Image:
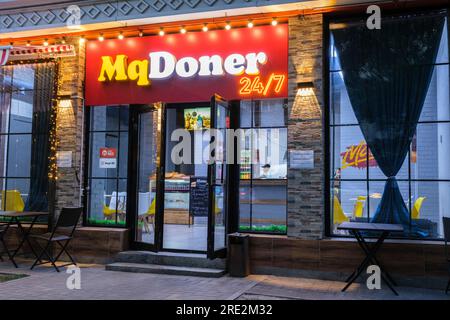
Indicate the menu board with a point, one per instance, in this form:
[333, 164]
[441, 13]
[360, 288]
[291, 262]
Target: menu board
[199, 196]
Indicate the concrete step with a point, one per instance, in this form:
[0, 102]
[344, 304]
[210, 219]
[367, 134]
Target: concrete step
[162, 269]
[170, 259]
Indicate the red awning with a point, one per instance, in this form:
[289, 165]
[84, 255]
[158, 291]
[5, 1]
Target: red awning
[39, 52]
[4, 54]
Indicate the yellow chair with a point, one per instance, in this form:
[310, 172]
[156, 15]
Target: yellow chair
[14, 201]
[338, 213]
[416, 208]
[358, 209]
[150, 214]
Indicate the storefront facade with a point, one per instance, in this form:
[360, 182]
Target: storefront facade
[119, 99]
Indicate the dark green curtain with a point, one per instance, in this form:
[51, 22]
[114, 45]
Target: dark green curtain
[42, 103]
[387, 73]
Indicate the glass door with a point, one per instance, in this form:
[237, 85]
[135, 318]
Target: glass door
[218, 178]
[146, 189]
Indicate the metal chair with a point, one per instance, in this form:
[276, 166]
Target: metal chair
[446, 222]
[3, 229]
[67, 223]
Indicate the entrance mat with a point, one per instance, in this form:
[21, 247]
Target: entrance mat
[8, 276]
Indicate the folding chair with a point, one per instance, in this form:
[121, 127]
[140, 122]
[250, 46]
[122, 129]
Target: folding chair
[446, 223]
[3, 229]
[68, 220]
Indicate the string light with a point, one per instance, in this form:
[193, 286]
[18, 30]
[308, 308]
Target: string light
[53, 132]
[183, 30]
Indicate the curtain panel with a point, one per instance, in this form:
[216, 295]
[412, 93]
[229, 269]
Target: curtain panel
[387, 73]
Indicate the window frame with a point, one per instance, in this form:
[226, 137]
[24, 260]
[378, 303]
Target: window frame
[7, 135]
[88, 149]
[329, 124]
[253, 124]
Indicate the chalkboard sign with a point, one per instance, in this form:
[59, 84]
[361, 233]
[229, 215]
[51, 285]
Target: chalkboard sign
[199, 197]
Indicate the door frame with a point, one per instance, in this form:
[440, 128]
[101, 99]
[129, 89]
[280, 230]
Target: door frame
[211, 252]
[182, 105]
[133, 152]
[133, 168]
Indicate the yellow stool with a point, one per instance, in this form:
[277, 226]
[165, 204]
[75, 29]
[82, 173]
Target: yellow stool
[14, 201]
[417, 206]
[338, 213]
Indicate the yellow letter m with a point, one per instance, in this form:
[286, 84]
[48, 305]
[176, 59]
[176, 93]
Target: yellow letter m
[113, 71]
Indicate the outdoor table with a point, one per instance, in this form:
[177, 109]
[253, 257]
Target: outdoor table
[383, 229]
[15, 219]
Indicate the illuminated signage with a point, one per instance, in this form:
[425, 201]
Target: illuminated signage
[247, 62]
[164, 64]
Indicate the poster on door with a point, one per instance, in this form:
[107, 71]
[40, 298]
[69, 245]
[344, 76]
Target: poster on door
[108, 158]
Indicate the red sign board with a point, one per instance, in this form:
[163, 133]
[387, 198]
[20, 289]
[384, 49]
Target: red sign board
[236, 64]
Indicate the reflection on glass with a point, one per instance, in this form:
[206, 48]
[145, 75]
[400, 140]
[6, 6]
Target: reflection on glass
[107, 195]
[26, 92]
[146, 177]
[263, 167]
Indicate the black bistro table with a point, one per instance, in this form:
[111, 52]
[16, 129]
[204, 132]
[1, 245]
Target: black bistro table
[383, 230]
[14, 219]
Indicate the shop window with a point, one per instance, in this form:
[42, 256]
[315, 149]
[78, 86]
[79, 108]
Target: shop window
[26, 93]
[356, 180]
[263, 166]
[108, 165]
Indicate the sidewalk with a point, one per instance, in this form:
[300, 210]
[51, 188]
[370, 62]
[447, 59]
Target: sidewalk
[96, 283]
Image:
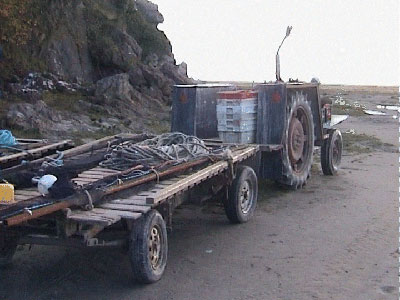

# Exercise instructions:
Rewrite all of the material above as a JSON list of strings, with one string for each line and no blank lines. Leave the pictures out.

# Problem solution:
[
  "Image:",
  "Indicate the menu board with a point, one per instance, in this form:",
  "[333, 164]",
  "[441, 13]",
  "[360, 288]",
  "[291, 262]",
  "Target: menu board",
  "[199, 196]",
  "Indicate the concrete step with a point, one per instance, in this form:",
  "[0, 102]",
  "[344, 304]",
  "[210, 219]",
  "[367, 134]",
  "Target: concrete step",
  "[162, 269]",
  "[170, 259]",
  "Indicate the red awning with a point, one per instance, in this form:",
  "[289, 165]",
  "[84, 255]",
  "[158, 291]",
  "[5, 1]",
  "Target: red awning",
  "[39, 52]",
  "[4, 54]",
  "Indicate the yellow chair with a point, one per instance, in this form:",
  "[310, 172]",
  "[156, 15]",
  "Target: yellow chair",
  "[14, 201]",
  "[338, 213]",
  "[416, 208]",
  "[358, 209]",
  "[150, 214]",
  "Indicate the storefront facade with a point, one per instance, in this form:",
  "[360, 182]",
  "Target: storefront facade",
  "[119, 99]",
  "Indicate the dark green curtain with a point, one per instance, in this form:",
  "[51, 22]",
  "[114, 45]",
  "Target: dark green curtain",
  "[42, 103]",
  "[387, 73]",
  "Indicate the glass door with a point, one per instance, in this form:",
  "[237, 85]",
  "[135, 318]",
  "Target: glass door",
  "[218, 178]",
  "[146, 189]",
  "Indicate the metal chair with a point, one per instance, in this form:",
  "[276, 166]",
  "Target: metal chair",
  "[446, 222]",
  "[3, 229]",
  "[67, 223]",
  "Indicate the entrance mat with a point, one per instance, in this form:",
  "[21, 247]",
  "Target: entrance mat",
  "[8, 276]",
  "Indicate the folding chair with a point, one per instance, in this form:",
  "[121, 127]",
  "[140, 122]",
  "[250, 46]",
  "[122, 129]",
  "Target: folding chair",
  "[446, 223]",
  "[3, 229]",
  "[68, 220]",
  "Indicate the string light with a point, one per instance, in this form:",
  "[193, 286]",
  "[18, 30]",
  "[308, 308]",
  "Target: string light",
  "[53, 132]",
  "[183, 30]",
  "Indicate the curtain panel with a point, one per instance, in this form:",
  "[216, 295]",
  "[412, 93]",
  "[229, 269]",
  "Target: curtain panel",
  "[387, 73]",
  "Indicate the window frame with a point, one per instance, in this form:",
  "[226, 137]",
  "[24, 260]",
  "[378, 303]",
  "Target: window frame",
  "[7, 135]",
  "[88, 149]",
  "[329, 124]",
  "[253, 124]",
  "Indicate the chalkboard sign with a point, one per instance, in this form:",
  "[59, 84]",
  "[361, 233]",
  "[229, 215]",
  "[51, 285]",
  "Target: chalkboard sign",
  "[199, 197]",
  "Indicate the door frame with a point, one per instance, in this form:",
  "[440, 128]",
  "[101, 99]",
  "[129, 89]",
  "[280, 230]",
  "Target: door frame",
  "[211, 252]",
  "[182, 105]",
  "[133, 152]",
  "[133, 168]",
  "Indicate the yellow stool with a point, one per instance, in this form:",
  "[277, 226]",
  "[165, 204]",
  "[75, 29]",
  "[82, 173]",
  "Target: yellow stool",
  "[14, 201]",
  "[417, 206]",
  "[338, 213]",
  "Indicate the yellow letter m with a point, one per instance, in this form:",
  "[286, 84]",
  "[48, 305]",
  "[176, 59]",
  "[176, 93]",
  "Target: yellow letter m",
  "[113, 71]",
  "Indicate the outdoor table with a point, one per instance, in this form:",
  "[177, 109]",
  "[253, 257]",
  "Target: outdoor table",
  "[383, 229]",
  "[15, 219]",
  "Indicate the illuminated signage with a point, one per instance, in this form:",
  "[425, 201]",
  "Target: illuminated signage",
  "[247, 62]",
  "[164, 64]",
  "Indicate the poster on door with a point, one per instance, in this form:",
  "[107, 71]",
  "[40, 298]",
  "[69, 245]",
  "[344, 76]",
  "Target: poster on door",
  "[108, 158]",
  "Indicate the red sign board with a point, one per instance, in this form:",
  "[163, 133]",
  "[387, 198]",
  "[20, 289]",
  "[384, 49]",
  "Target: red sign board",
  "[236, 64]",
  "Indicate the reflection on glass with a point, one per instance, in this form:",
  "[206, 48]",
  "[145, 75]",
  "[400, 140]",
  "[6, 6]",
  "Target: reflection on glass",
  "[107, 195]",
  "[26, 92]",
  "[146, 177]",
  "[263, 167]",
  "Indicate the black bistro table with a point, one per instance, in this form:",
  "[111, 52]",
  "[16, 129]",
  "[204, 132]",
  "[1, 245]",
  "Target: black bistro table",
  "[383, 230]",
  "[14, 219]",
  "Indicate the shop window with a point, one per instance, in this form:",
  "[42, 256]",
  "[315, 149]",
  "[78, 86]",
  "[79, 108]",
  "Target: shop window",
  "[26, 93]",
  "[356, 180]",
  "[263, 166]",
  "[108, 165]",
  "Indicate the sidewalk with a point, one per instance, in this form:",
  "[300, 210]",
  "[51, 188]",
  "[370, 62]",
  "[447, 59]",
  "Target: sidewalk",
  "[96, 283]",
  "Image:"
]